━━━ MATERIALS PROVIDED ━━━

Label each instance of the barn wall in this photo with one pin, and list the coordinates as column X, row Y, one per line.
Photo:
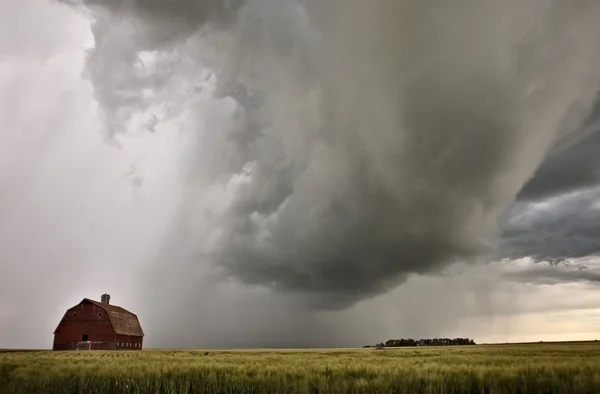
column 85, row 318
column 126, row 342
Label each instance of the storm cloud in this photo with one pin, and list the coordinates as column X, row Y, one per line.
column 334, row 156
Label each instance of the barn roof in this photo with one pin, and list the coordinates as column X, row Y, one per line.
column 123, row 321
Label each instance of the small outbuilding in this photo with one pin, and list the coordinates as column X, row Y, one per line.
column 92, row 325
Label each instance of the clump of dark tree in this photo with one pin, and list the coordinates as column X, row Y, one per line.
column 425, row 342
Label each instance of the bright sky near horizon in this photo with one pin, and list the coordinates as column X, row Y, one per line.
column 81, row 216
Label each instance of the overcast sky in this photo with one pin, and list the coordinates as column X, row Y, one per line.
column 133, row 163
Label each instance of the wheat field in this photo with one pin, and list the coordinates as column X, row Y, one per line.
column 524, row 368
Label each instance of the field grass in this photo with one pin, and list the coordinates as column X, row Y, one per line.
column 525, row 368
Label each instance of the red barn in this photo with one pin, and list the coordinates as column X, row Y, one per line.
column 98, row 325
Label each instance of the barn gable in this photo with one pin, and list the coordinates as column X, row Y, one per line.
column 123, row 321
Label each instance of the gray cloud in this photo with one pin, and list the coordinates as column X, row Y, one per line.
column 388, row 140
column 556, row 230
column 575, row 168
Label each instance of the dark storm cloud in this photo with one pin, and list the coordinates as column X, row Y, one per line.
column 541, row 274
column 555, row 231
column 389, row 138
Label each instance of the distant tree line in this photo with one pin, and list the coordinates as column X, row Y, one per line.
column 425, row 342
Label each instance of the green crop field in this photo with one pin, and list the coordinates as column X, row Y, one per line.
column 525, row 368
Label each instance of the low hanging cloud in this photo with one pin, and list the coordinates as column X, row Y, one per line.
column 355, row 143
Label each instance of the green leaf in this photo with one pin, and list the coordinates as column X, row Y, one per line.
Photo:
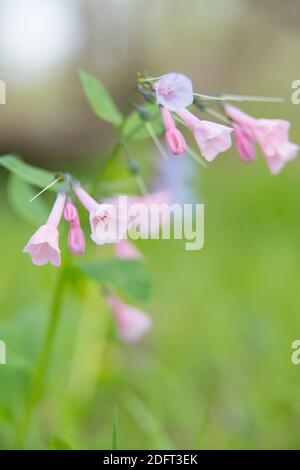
column 58, row 443
column 134, row 127
column 115, row 430
column 99, row 99
column 30, row 174
column 131, row 276
column 19, row 195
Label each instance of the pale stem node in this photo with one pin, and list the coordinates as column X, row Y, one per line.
column 141, row 185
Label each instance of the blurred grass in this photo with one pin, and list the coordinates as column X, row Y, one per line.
column 214, row 373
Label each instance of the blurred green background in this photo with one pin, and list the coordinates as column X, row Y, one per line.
column 215, row 372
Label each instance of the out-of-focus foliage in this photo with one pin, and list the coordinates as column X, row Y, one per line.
column 215, row 372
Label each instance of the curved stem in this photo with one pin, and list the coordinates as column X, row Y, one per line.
column 40, row 373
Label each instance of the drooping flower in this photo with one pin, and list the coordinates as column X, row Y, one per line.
column 132, row 323
column 212, row 138
column 43, row 245
column 76, row 238
column 272, row 135
column 174, row 138
column 107, row 225
column 174, row 91
column 140, row 208
column 127, row 250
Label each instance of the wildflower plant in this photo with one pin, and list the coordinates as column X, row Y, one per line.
column 164, row 105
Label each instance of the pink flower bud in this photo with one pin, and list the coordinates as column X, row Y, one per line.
column 175, row 141
column 43, row 246
column 244, row 145
column 174, row 138
column 76, row 240
column 70, row 212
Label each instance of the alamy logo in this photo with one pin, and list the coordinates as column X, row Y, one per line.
column 2, row 92
column 296, row 93
column 2, row 352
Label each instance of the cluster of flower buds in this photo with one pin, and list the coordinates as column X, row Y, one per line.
column 174, row 93
column 106, row 227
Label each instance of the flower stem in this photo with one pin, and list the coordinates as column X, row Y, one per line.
column 40, row 372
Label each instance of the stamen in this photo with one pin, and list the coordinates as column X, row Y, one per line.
column 141, row 185
column 45, row 189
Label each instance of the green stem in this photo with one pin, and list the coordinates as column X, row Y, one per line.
column 40, row 373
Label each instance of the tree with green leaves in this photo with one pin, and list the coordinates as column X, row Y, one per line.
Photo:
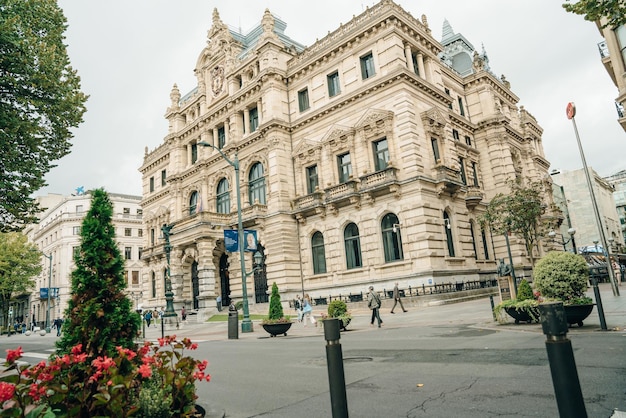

━━━

• TASK: Render every line of the data above as a Markdown table with the columns "Number" and "Entry", numbering the rows in order. Skip blank lines and omit the pictures.

• SOLUTION TO THIS PROBLEM:
| Number | Entry |
|---|---|
| 1 | Label each instance of the barn wall in this photo with one pin, and list the coordinates as column X, row Y, one per line. |
| 2 | Photo: |
| 3 | column 85, row 318 |
| 4 | column 126, row 342 |
| 5 | Label each instance of the storm cloud in this photo with one pin, and list the coordinates as column X, row Y, one per line. |
| 6 | column 334, row 156 |
| 7 | Label each instance of the barn roof in this photo with one pin, and list the coordinates as column X, row Y, one per line. |
| 8 | column 123, row 321 |
| 9 | Label each instance of the small outbuilding in this photo with one pin, and list the coordinates as column X, row Y, one per line. |
| 10 | column 92, row 325 |
| 11 | Label each instance of the clump of dark tree in this photo with one pin, and list the coordinates as column X, row Y, one per line. |
| 12 | column 425, row 342 |
| 13 | Label each instance of the bright sky near horizon in this photo with one pin, and list the coordinates as column X, row Y, one per line. |
| 14 | column 81, row 216 |
| 15 | Label each instance of the overcast sky in this photo with one pin, and list the coordinates as column X, row Y, one per line. |
| 16 | column 133, row 163 |
| 17 | Label each instance of the wheat field in this photo with one pin, and list the coordinates as column X, row Y, one per line. |
| 18 | column 524, row 368 |
| 19 | Label each instance of the field grass in this photo with one pin, and list the coordinates as column X, row Y, one per line. |
| 20 | column 525, row 368 |
| 21 | Label each instance of the red barn in this photo with one pin, and list the coordinates as column X, row Y, one per line. |
| 22 | column 98, row 325 |
| 23 | Label each instance of the barn gable in this photo with one pin, and list the coordinates as column X, row Y, one per line. |
| 24 | column 123, row 321 |
| 25 | Label each instance of the gray cloud in this photo with one pin, and list the coordinates as column X, row Y, one per line. |
| 26 | column 388, row 140 |
| 27 | column 556, row 230 |
| 28 | column 575, row 168 |
| 29 | Label each instance of the dark storm cloud in this photo with one pin, and list the coordinates as column X, row Y, one per line. |
| 30 | column 541, row 274 |
| 31 | column 555, row 231 |
| 32 | column 389, row 138 |
| 33 | Label each instance of the distant tree line in this photo with one pin, and list the coordinates as column X, row Y, one per line. |
| 34 | column 425, row 342 |
| 35 | Label each instance of the green crop field in this photo with one pin, and list the coordinates as column X, row Y, one per line. |
| 36 | column 525, row 368 |
| 37 | Label each instance of the low hanging cloud in this photo with one pin, and list the coordinates as column X, row Y, one per line. |
| 38 | column 355, row 143 |
| 39 | Label each instance of the green leaf in this photo with one pin, and list the coordinates as column X, row Y, one per line. |
| 40 | Photo: |
| 41 | column 58, row 443 |
| 42 | column 134, row 127 |
| 43 | column 115, row 430 |
| 44 | column 99, row 99 |
| 45 | column 30, row 174 |
| 46 | column 131, row 276 |
| 47 | column 19, row 195 |
| 48 | Label each instance of the pale stem node in this photo with one pin, and list the coordinates as column X, row Y, one per line. |
| 49 | column 141, row 185 |
| 50 | Label each instance of the blurred grass in this photo with one pin, and list the coordinates as column X, row Y, one per line. |
| 51 | column 214, row 373 |
| 52 | Label each instance of the blurred green background in this photo with one pin, and list the coordinates as column X, row Y, one per line. |
| 53 | column 215, row 372 |
| 54 | Label each instance of the out-of-focus foliage in this photo with one pin, and list the coordinates as column X, row Y, one per line. |
| 55 | column 215, row 372 |
| 56 | Label each instance of the curved stem in this photo with one pin, and list the coordinates as column X, row Y, one per line. |
| 57 | column 40, row 373 |
| 58 | Label each instance of the drooping flower in this photo with one pin, and list the coordinates as column X, row Y, one per line. |
| 59 | column 132, row 323 |
| 60 | column 212, row 138 |
| 61 | column 43, row 245 |
| 62 | column 76, row 238 |
| 63 | column 272, row 135 |
| 64 | column 174, row 138 |
| 65 | column 107, row 225 |
| 66 | column 174, row 91 |
| 67 | column 140, row 208 |
| 68 | column 127, row 250 |
| 69 | Label each instance of the wildflower plant in this photo with one pin, and list the coordinates as column X, row Y, one per line. |
| 70 | column 164, row 105 |
| 71 | Label each instance of the pink flower bud in this photo with one pin, and list the coordinates as column X, row Y, one per line. |
| 72 | column 175, row 141 |
| 73 | column 43, row 246 |
| 74 | column 244, row 145 |
| 75 | column 174, row 138 |
| 76 | column 76, row 240 |
| 77 | column 70, row 212 |
| 78 | Label each instance of the alamy logo in this photo with one pin, and list the coordinates as column X, row Y, one per line. |
| 79 | column 2, row 92 |
| 80 | column 296, row 93 |
| 81 | column 2, row 352 |
| 82 | Label each instance of the cluster of flower buds in this photo with one pin, and list the coordinates as column X, row Y, one per line. |
| 83 | column 174, row 93 |
| 84 | column 106, row 227 |
| 85 | Label each instance of the flower stem in this photo with one pin, and list the coordinates as column X, row Y, one per line. |
| 86 | column 40, row 372 |
| 87 | Label each instance of the stamen in this photo with one pin, and list the coordinates as column X, row Y, one per line. |
| 88 | column 141, row 185 |
| 89 | column 45, row 189 |
| 90 | Label each instance of the green stem in this photo with one pin, and list the coordinates as column X, row Y, one per line. |
| 91 | column 40, row 373 |
| 92 | Label each instance of the tree with green leaves in this photo with one pin, and list the coordinates as column X, row Y, one per line. |
| 93 | Photo: |